**What is expected:** From the first line to the last, transcribe the data exactly and skip the pictures.

**Study material:**
•••

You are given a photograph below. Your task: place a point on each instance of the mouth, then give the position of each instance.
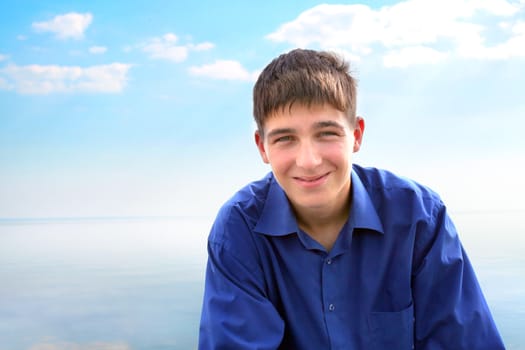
(310, 181)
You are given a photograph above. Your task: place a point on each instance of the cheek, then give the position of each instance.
(281, 159)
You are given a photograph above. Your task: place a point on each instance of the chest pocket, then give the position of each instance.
(393, 330)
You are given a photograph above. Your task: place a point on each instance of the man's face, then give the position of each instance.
(310, 151)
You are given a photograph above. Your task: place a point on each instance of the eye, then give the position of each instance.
(282, 139)
(328, 133)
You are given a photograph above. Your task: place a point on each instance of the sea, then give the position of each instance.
(137, 283)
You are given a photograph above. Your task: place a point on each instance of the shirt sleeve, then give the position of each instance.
(450, 309)
(236, 313)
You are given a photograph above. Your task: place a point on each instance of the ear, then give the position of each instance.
(358, 133)
(259, 141)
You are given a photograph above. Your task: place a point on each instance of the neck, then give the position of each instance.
(324, 224)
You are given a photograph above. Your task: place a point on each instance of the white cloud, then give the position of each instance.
(224, 70)
(423, 27)
(168, 48)
(97, 49)
(408, 56)
(39, 79)
(70, 25)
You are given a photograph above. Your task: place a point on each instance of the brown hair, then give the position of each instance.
(308, 77)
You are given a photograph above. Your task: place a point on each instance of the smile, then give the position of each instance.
(311, 181)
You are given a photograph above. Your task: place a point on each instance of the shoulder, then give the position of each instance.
(239, 214)
(386, 187)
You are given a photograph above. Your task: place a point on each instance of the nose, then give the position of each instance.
(308, 156)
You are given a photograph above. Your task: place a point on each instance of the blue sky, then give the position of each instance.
(144, 108)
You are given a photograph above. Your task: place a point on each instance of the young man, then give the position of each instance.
(323, 254)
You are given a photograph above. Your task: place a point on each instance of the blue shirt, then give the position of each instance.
(397, 276)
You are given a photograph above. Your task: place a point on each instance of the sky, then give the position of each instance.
(143, 108)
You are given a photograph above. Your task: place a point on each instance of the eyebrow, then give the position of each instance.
(328, 124)
(276, 132)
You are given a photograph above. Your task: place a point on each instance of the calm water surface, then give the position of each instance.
(137, 284)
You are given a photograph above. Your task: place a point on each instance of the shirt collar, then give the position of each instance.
(278, 219)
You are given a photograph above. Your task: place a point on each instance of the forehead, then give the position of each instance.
(300, 116)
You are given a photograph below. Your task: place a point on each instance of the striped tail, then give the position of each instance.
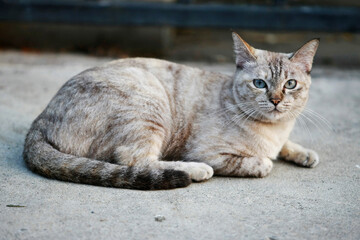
(42, 158)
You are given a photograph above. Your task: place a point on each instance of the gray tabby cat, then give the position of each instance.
(151, 124)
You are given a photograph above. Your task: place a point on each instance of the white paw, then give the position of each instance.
(199, 171)
(311, 159)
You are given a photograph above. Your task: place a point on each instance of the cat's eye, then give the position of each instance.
(290, 84)
(259, 83)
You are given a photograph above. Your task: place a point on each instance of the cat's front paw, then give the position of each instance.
(308, 158)
(199, 171)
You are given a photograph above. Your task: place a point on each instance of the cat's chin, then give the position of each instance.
(274, 116)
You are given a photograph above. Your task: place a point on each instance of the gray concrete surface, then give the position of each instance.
(291, 203)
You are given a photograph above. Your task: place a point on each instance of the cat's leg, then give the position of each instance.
(145, 152)
(302, 156)
(228, 164)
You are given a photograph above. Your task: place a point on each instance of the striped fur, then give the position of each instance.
(151, 124)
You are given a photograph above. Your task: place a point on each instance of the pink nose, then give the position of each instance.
(275, 101)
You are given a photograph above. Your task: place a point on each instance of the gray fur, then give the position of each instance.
(151, 124)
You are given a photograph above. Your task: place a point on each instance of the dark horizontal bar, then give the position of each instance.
(339, 19)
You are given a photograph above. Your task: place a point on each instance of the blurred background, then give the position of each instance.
(183, 30)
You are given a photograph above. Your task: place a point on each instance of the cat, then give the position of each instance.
(144, 123)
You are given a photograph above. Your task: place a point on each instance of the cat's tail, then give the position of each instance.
(43, 158)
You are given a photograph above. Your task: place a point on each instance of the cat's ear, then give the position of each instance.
(305, 54)
(244, 53)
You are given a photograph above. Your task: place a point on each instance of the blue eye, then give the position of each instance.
(291, 84)
(259, 83)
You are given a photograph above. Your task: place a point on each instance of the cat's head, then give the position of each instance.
(271, 86)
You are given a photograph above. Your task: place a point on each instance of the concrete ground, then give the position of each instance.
(291, 203)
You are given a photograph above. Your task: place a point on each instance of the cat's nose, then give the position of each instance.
(275, 101)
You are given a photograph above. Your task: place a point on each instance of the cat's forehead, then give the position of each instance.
(264, 57)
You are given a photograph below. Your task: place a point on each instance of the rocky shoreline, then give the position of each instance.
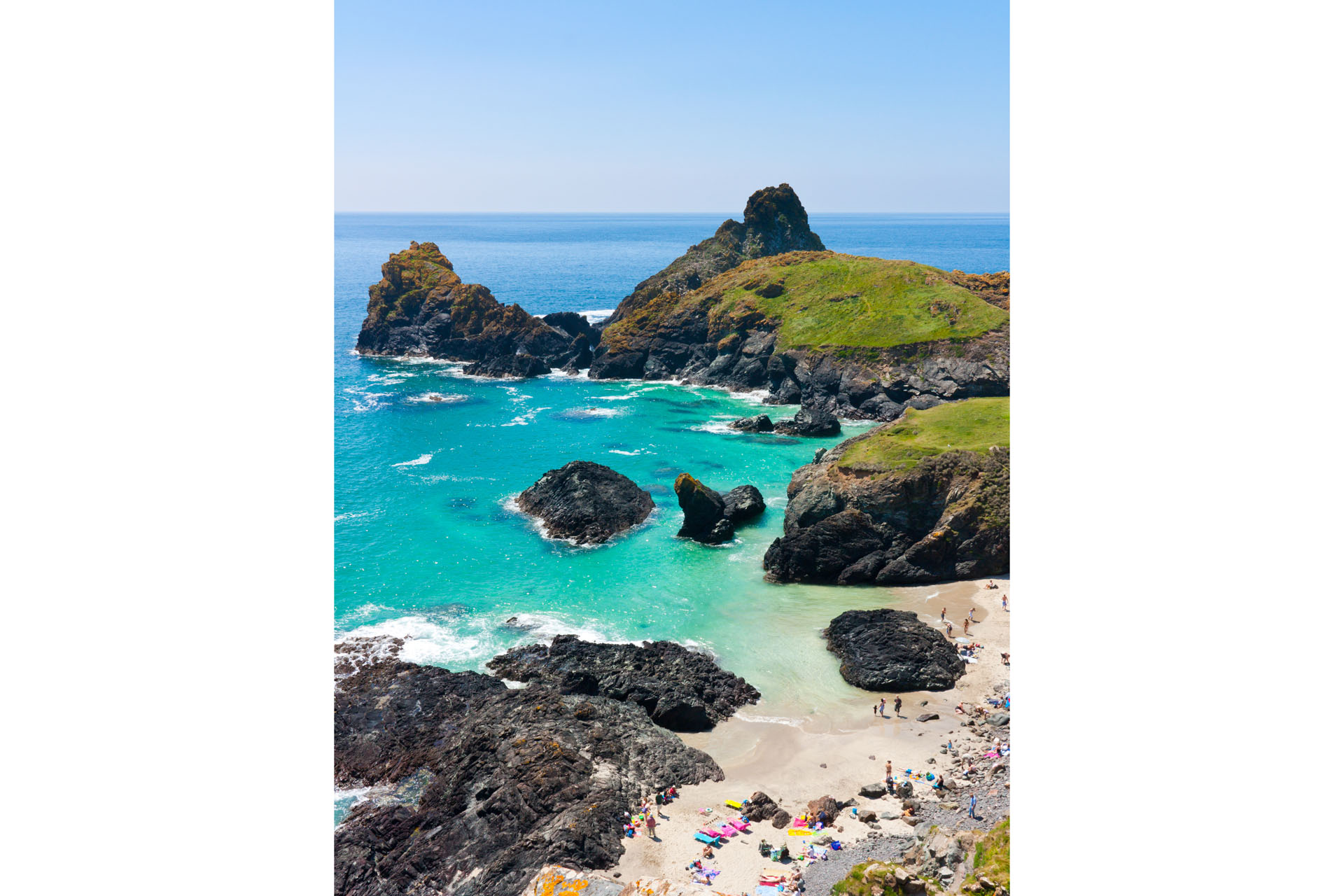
(495, 782)
(855, 517)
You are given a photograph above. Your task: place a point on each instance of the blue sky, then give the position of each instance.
(671, 106)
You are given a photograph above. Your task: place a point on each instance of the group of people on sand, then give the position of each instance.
(881, 707)
(647, 813)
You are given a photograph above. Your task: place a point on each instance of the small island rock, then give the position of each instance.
(758, 424)
(679, 688)
(587, 503)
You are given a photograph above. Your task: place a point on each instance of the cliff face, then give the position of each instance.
(422, 308)
(773, 222)
(492, 783)
(873, 511)
(862, 337)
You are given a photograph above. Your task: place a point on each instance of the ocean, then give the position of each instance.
(426, 545)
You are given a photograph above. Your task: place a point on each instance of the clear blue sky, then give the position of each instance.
(671, 106)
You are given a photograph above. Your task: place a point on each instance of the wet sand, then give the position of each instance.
(824, 750)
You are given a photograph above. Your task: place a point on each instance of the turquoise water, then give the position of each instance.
(425, 540)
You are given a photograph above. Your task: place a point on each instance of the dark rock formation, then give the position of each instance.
(508, 780)
(758, 424)
(773, 222)
(892, 650)
(760, 806)
(702, 507)
(679, 688)
(742, 504)
(944, 519)
(422, 308)
(809, 421)
(711, 517)
(587, 503)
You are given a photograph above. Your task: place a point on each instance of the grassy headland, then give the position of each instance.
(974, 425)
(824, 298)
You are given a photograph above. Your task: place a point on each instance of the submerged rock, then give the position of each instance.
(711, 517)
(517, 365)
(742, 504)
(811, 421)
(587, 503)
(679, 688)
(758, 424)
(702, 508)
(892, 650)
(514, 780)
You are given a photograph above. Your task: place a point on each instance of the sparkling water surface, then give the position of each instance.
(426, 543)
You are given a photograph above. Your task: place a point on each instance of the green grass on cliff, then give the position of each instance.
(991, 859)
(824, 300)
(974, 425)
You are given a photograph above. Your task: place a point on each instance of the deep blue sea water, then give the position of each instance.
(425, 542)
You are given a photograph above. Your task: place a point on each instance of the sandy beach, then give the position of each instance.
(834, 752)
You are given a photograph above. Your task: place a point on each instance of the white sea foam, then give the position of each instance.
(366, 400)
(771, 720)
(523, 419)
(438, 398)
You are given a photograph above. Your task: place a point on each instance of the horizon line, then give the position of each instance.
(384, 211)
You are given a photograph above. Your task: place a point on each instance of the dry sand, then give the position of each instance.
(832, 752)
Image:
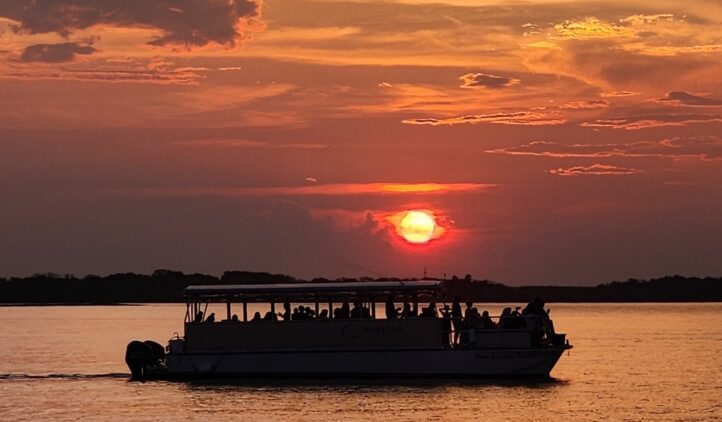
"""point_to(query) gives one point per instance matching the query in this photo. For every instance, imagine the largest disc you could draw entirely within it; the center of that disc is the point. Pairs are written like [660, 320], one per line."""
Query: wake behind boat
[324, 336]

•••

**Solution:**
You are given a photograph below. Your task: place a point on each instance of the mouth, then give the position of each instance.
(310, 181)
You are given a photograph above. Your task: place a point on each instance of the cheek, then give the position of each instance.
(281, 159)
You are given a photograph above. Your task: place a point on each instance of the chest pocket, then give the position of each instance.
(393, 330)
You are given a photograph above. Your task: place a point on each instance of the man's face, then give the position of each instance.
(310, 151)
You are given a photograph above. Your task: place a point on each instance of the eye, then give the position of each instance.
(282, 139)
(328, 133)
You are given a photograph above. Your task: place a point on each instance of the sea, then give the position of each instance.
(137, 283)
You are given a photograph above. Your task: place a point on each instance of the shirt sleeve, then give the position of each instance.
(450, 309)
(236, 313)
You are given a photograph above. Your task: place a point on each instance of the ear, then give the position of each instance.
(358, 133)
(259, 141)
You are given a photograph above. Your task: place a point on each instance of the neck, then give the position of each instance.
(324, 224)
You are given a photograph above. Your task: place a point on each instance of the white cloud, then give the position of each instance.
(224, 70)
(423, 27)
(168, 48)
(97, 49)
(408, 56)
(39, 79)
(70, 25)
You are given a photograph above. Your task: place a point on each instance of the brown hair, then give the position of each instance.
(308, 77)
You are given a photograph above. Your task: place a point on each instance of the smile, then give the position of each instance.
(311, 181)
You are given a photograph above. Your task: place a point on each instance of the shoulder, then give the position of each instance.
(239, 214)
(386, 187)
You are given a photograph above. Your task: place a point on each instance of the nose, then give the position of each instance.
(308, 156)
You are given a photograph above. Your task: place a point on each instance of the blue sky, then give the position of each instance.
(144, 108)
You are given a photograph above. Your task: place a point on each instance of the young man, then give the position of each instance.
(323, 254)
You are given a photograph above. Your task: place a point on each instance of the blue shirt, then give the position of each instance.
(397, 276)
You are given a photograph above. Your task: place a point on each instance of the sky, then give the position of each instance.
(143, 108)
You are given a photograph above. Your task: place a point on each instance of the eyebrow, then give the position of each instance.
(328, 124)
(276, 132)
You are given a photograph above. Your task: place a point on each instance of the calm water surface, then give the position of each instance.
(137, 284)
You are given a photograph above. Your task: place a point on each instance of the shirt collar, then give the position of each instance.
(278, 219)
You are given a photograph above. Your task: place a point on each instance of the forehead, then give the position of each instance.
(300, 116)
You are given a photograph below. Your task: place a point on each instance of the striped tail, then give the position of each instance.
(42, 158)
You are given a photograph above. Your task: place a point on each instance of the gray tabby cat, then give the position of each instance.
(151, 124)
You are given a photograph above. Your task: place a point on each instance of the white paw, then give the position of each instance.
(199, 171)
(311, 159)
You are given a photograph above. Your task: place a point on each instance of the cat's eye, then give the position of each instance.
(290, 84)
(259, 83)
You are given a photograph above. Your task: place a point on each instance of the cat's front paw, then give the position of each instance.
(308, 158)
(199, 171)
You are given a photograph above. Your task: place a point on each instance of the cat's chin, then give the position of each instance.
(274, 116)
You are given a photograph above. Your task: place a point on each instance of the gray concrete surface, then give the position of each instance.
(291, 203)
You are given a photograph above. Your task: place a point on each instance of the cat's leg, then give the position of each instance.
(145, 152)
(302, 156)
(228, 164)
You are given a photograph above. Your task: place a point on each instance of the striped fur, then give the position of each instance.
(151, 124)
You are given a photograph above. Your task: place a point on each instance of the pink nose, then give the position of each instance.
(275, 101)
You are given a photograph above. Your task: place a point on each instance of the gray fur, then give the position of each instance.
(151, 124)
You are given a photograph above. Your task: place a point on each instance of the dark horizontal bar, then give the position of each instance.
(339, 19)
You are given a photograph above. Your task: place a point on each instance of the blurred background, then give the position of each instance.
(183, 30)
You are given a photograph above. Your task: place a point on each instance of the cat, then give the position of each instance.
(144, 123)
You are given a photograph above. Your task: place a point on each instance of the cat's tail, then give the position of each instance.
(43, 158)
You are given a photograph above. Your task: place a point on each instance of the cat's ear, then give the position of each instance.
(305, 54)
(244, 53)
You are given a photograph above. Your task: place a point on each instance of the blue eye, then give the position of each instance.
(291, 84)
(259, 83)
You are given a photograph above. Your task: place a point on each instance of the cat's head, then give the position of each instance.
(271, 86)
You are given a photograph above. Your task: place a point on each instance of the concrete ground, then give the position of each instance.
(291, 203)
You are given a photograph above. Your task: place a point on each instance of the cat's nose, then give the position of each instance.
(275, 101)
You are given a photograph above. Your task: place a point on each instance of the cat's forehead, then give the position of each instance.
(264, 57)
You are given a photograph below. Your task: place a point on each instance of the rocky shoreline, then give the position of each instance.
(495, 782)
(855, 517)
You are given a photograph above. Your task: place a point on each instance of the blue sky, then give the position of each instance.
(671, 106)
You are given a photograph above. Your task: place a point on each instance of the group of people on sand, then give the position of each instance.
(881, 707)
(647, 813)
You are given a photograph above. Your task: place a point on each instance of the small island rock, then give the position of each instance.
(758, 424)
(679, 688)
(587, 503)
You are given a photograph above. Your task: place a point on each instance of the cliff face, then give the position of each instance.
(422, 308)
(773, 222)
(492, 783)
(873, 511)
(862, 337)
You are given a photograph above. Your task: place a point on each instance of the ocean, then give the position of each instance.
(426, 545)
You are given a photograph above. Your task: place a point on each instance of the clear blue sky, then give the position of each instance.
(671, 106)
You are given a photograph above. Your task: place a point on each instance of the wet sand, then give the position of each instance.
(824, 750)
You are given a photograph above. Your task: place a point on each instance of the turquoise water, then give the position of each instance.
(425, 540)
You are given a photograph above. Your task: place a point on each instance of the dark rock formation, then give the position of each instance.
(508, 780)
(758, 424)
(773, 222)
(892, 650)
(760, 806)
(702, 507)
(679, 688)
(742, 504)
(944, 519)
(422, 308)
(809, 421)
(711, 517)
(587, 503)
You are given a photograph above. Your task: place a point on each instance of the grassy headland, then give the position of each instance.
(974, 425)
(824, 298)
You are given a photograph above. Your task: place a point on each instance of the submerged rock, then give the position of each instance.
(711, 517)
(517, 365)
(742, 504)
(811, 421)
(587, 503)
(679, 688)
(758, 424)
(702, 508)
(892, 650)
(514, 780)
You are given a photograph above. Your task: place a point on each instance of the sparkling water surface, then give the position of each instance.
(426, 543)
You are given a photograph above. Your task: place a point on each instance of the green grass on cliff, then give the position of each instance.
(991, 859)
(824, 300)
(974, 425)
You are given a photograph above. Your task: place a point on each instance of the deep blue sea water, then give the position of each instance.
(425, 542)
You are given a photograph above. Your task: place a point on each instance of the sandy beach, then give the position of each instance.
(834, 752)
You are given a photograph above. Your task: place a point on each instance of the white sea foam, then give the position of each instance.
(366, 400)
(771, 720)
(523, 419)
(438, 398)
You are given a photograph above. Your task: place a point on each instance of the horizon line, then give the position of each instance.
(384, 211)
You are given a photograph above. Your task: place a point on each instance of the dry sand, then give the position of each instance.
(832, 752)
Image:
"""point_to(query) gives one point per instance matching the query in this photo. For every instance, imagine the largest disc you could draw entirely within it; the center of that disc is the point. Pairs are written like [660, 320], one per line."""
Query: wake behind boat
[324, 336]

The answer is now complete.